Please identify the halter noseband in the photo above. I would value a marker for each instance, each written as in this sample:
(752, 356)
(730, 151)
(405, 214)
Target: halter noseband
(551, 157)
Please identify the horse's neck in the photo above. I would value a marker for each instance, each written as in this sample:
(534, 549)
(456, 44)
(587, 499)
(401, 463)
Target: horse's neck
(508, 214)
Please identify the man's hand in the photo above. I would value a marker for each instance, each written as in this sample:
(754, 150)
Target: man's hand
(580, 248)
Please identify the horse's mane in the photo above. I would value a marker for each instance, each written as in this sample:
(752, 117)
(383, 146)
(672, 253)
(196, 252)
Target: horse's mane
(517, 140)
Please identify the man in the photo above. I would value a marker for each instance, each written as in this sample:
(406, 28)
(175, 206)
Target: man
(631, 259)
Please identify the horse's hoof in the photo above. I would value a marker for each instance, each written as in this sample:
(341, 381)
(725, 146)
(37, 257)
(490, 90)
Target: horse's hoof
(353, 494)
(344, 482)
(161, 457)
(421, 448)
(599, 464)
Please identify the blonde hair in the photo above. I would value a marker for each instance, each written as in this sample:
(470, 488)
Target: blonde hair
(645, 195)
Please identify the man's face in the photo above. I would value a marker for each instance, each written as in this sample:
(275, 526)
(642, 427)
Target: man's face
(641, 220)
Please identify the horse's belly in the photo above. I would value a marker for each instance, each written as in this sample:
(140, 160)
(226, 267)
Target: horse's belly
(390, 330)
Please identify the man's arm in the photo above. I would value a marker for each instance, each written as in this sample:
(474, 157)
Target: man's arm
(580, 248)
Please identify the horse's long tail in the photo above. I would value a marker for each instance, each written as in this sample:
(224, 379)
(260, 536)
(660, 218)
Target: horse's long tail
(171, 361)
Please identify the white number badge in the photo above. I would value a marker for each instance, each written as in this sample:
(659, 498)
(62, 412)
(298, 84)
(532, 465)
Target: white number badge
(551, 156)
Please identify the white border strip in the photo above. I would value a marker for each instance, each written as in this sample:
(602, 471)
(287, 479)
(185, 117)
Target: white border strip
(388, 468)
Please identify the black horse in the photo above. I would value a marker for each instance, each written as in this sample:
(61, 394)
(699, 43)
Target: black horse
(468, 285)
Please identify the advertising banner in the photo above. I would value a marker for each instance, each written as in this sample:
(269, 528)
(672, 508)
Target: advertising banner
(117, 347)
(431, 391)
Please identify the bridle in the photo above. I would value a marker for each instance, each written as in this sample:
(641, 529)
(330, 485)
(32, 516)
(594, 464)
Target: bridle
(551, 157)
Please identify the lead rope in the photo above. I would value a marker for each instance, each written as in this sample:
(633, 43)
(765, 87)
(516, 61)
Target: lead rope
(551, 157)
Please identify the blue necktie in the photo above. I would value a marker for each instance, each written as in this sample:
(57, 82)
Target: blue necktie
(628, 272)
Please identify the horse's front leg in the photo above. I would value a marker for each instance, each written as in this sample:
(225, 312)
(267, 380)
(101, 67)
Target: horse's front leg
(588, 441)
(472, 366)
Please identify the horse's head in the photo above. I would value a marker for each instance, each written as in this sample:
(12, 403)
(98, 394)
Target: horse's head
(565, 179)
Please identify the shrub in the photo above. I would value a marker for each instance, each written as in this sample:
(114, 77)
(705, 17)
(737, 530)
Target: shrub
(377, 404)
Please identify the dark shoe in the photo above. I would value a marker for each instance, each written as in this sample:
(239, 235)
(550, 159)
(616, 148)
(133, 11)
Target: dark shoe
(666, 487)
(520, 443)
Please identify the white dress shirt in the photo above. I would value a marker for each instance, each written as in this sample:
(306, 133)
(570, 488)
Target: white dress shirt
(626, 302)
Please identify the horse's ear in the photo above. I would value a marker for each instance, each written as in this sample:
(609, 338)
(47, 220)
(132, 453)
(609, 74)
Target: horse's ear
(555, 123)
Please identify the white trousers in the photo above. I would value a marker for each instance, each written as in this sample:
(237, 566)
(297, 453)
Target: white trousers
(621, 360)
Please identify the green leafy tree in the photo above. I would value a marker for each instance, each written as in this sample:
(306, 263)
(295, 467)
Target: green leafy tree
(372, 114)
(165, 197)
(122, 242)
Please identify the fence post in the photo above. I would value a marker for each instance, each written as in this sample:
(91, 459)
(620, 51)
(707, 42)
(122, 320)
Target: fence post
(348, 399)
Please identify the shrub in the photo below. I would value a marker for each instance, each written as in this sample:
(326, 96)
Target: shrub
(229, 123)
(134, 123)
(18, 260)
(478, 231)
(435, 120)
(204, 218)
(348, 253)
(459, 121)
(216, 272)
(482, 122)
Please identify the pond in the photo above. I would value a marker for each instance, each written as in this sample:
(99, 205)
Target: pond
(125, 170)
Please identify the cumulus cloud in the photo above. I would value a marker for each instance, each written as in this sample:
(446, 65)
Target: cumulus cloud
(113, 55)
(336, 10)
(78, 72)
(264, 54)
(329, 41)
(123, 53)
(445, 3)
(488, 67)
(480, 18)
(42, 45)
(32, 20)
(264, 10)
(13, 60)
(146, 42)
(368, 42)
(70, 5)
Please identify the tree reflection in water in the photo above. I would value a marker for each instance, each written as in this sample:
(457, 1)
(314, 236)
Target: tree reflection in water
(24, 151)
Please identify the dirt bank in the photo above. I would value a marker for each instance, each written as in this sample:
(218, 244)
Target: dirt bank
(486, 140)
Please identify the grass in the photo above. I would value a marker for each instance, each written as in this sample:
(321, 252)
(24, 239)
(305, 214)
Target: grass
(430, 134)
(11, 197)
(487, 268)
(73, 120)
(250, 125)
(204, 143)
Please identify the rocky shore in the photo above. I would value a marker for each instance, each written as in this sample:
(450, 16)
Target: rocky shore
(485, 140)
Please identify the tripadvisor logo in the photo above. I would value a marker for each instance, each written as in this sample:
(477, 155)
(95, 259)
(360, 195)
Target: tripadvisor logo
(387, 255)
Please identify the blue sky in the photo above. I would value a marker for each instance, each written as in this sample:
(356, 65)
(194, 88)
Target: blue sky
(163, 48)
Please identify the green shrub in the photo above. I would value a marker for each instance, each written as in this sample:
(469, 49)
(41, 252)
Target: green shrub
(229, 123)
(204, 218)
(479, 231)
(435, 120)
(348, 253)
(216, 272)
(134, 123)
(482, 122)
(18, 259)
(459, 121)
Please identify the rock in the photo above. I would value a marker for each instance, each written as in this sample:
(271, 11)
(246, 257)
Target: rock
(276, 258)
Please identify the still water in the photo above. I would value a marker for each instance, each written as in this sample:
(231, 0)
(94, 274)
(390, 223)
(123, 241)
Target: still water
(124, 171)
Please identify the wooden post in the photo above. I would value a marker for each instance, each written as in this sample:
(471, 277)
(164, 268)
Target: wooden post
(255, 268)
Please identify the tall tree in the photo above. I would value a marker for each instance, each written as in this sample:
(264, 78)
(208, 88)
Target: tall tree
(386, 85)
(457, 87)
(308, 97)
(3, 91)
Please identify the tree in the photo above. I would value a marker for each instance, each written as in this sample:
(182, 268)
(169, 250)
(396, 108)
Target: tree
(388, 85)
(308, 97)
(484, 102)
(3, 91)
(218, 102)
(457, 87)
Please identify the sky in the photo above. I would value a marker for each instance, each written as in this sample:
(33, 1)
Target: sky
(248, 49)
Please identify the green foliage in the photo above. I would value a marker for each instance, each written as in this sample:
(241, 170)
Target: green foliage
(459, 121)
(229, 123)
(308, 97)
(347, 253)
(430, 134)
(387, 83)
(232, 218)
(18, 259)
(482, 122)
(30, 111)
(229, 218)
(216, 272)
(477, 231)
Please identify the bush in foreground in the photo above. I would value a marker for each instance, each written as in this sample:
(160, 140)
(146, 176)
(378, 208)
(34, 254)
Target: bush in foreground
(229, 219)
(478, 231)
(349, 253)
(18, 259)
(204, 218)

========================

Output the listing verbatim through the "Please identify the horse's neck" line.

Please identify the halter noseband in the photo above. I would value a marker for each instance, each written as in this sample:
(752, 356)
(730, 151)
(405, 214)
Target: halter noseband
(551, 157)
Please identify the horse's neck in the photo above. I would value a marker for each instance, each written as in this sample:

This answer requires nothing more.